Lay out the lines from the line with "Each <instance> block identifies" through the line with "positive clicks: (352, 538)", both included, as a Markdown table with the columns Row and Line. Leave out any blank lines.

RECORDS PROVIDED:
*** Begin section ***
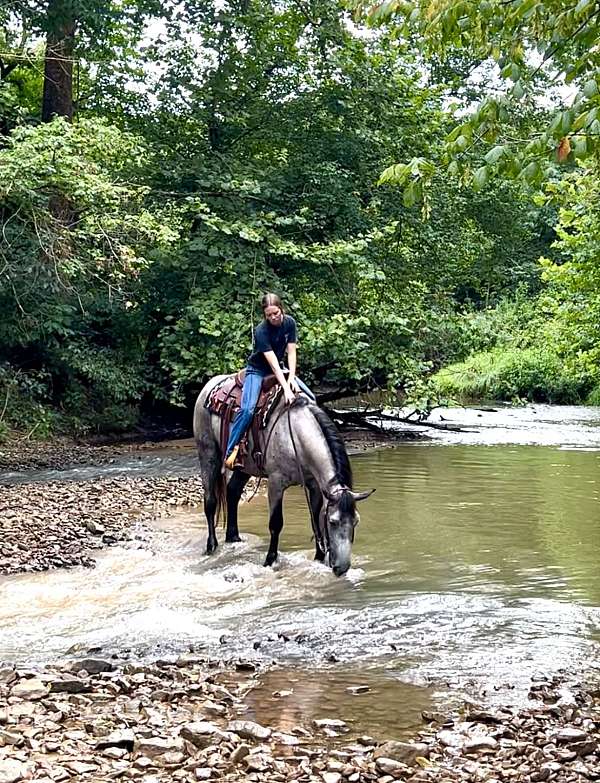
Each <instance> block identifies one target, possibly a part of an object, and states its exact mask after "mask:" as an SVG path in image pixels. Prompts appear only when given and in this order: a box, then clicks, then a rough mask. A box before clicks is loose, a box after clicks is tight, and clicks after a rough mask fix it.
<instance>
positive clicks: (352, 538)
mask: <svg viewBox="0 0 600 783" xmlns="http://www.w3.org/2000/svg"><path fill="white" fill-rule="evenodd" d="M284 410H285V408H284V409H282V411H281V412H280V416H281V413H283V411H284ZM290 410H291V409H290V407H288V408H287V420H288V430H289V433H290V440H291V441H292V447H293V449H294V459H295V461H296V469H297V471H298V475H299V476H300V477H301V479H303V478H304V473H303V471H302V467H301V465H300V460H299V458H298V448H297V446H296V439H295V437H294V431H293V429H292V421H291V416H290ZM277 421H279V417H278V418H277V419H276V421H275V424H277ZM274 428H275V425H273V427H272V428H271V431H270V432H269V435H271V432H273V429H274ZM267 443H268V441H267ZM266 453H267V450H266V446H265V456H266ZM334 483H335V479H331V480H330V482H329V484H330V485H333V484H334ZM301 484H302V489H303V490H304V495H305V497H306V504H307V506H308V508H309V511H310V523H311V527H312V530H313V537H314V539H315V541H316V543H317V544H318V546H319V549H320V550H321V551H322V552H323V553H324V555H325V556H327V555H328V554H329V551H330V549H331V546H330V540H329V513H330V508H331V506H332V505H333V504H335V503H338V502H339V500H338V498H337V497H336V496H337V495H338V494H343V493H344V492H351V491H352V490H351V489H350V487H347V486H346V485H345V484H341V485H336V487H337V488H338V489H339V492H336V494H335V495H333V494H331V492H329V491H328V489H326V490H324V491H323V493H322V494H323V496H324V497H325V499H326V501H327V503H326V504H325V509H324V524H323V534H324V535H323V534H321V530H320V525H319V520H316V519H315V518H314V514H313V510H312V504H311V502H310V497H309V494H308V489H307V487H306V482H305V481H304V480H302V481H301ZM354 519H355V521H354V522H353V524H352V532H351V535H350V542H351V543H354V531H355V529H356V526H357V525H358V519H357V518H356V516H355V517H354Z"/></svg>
*** End section ***
*** Begin section ***
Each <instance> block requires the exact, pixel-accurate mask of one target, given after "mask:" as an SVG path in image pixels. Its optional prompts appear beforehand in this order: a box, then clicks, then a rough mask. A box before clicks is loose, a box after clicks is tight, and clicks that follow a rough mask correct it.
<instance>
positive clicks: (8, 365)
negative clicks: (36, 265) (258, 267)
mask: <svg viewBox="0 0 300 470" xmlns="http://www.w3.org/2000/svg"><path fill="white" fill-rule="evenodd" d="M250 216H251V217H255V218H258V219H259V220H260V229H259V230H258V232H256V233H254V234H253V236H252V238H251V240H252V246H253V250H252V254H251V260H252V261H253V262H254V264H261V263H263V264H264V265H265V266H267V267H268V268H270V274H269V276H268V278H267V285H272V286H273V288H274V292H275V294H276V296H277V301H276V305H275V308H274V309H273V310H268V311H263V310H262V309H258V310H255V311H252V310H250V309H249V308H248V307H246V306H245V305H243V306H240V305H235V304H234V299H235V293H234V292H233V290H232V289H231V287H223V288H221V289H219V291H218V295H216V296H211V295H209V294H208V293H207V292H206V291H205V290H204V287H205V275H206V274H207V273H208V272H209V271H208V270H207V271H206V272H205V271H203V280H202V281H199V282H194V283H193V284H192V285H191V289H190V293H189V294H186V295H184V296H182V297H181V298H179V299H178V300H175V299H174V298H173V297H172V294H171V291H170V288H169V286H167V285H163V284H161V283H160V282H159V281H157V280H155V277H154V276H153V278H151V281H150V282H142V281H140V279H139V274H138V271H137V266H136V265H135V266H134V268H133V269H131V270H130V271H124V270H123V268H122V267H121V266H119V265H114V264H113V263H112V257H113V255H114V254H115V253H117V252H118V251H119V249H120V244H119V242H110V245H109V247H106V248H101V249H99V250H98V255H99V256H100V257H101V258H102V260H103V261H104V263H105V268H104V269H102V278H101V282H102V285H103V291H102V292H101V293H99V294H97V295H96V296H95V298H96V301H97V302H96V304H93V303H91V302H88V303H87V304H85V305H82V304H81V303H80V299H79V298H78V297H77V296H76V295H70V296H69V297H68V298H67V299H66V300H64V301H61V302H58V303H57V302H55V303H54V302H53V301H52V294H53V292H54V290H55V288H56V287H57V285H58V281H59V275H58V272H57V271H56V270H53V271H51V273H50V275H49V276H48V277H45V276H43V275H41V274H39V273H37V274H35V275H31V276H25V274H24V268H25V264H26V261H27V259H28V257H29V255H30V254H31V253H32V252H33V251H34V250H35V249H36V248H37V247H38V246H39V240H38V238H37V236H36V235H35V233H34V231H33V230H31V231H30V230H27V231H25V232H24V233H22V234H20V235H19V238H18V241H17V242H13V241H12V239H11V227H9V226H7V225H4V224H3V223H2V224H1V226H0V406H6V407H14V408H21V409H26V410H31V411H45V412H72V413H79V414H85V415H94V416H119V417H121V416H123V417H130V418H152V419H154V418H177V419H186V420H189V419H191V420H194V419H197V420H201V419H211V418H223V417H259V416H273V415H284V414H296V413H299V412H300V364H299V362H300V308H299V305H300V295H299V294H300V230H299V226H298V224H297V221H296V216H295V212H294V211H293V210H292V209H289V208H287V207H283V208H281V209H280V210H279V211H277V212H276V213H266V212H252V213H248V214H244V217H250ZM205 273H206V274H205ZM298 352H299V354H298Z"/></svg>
*** End section ***
RESPONSE TO THIS TASK:
| Row | Line |
|---|---|
| 1 | Each <instance> block identifies one target, possibly a part of an object, and states its exact mask after "mask:" as an SVG path in image pixels. Prompts appear only when given and in this order: a box, then clicks, then a rough mask. A box before clicks is loose, a box after clicks is tight, and clicks after a rough mask fix it. |
| 2 | <instance> |
| 3 | positive clicks: (352, 538) |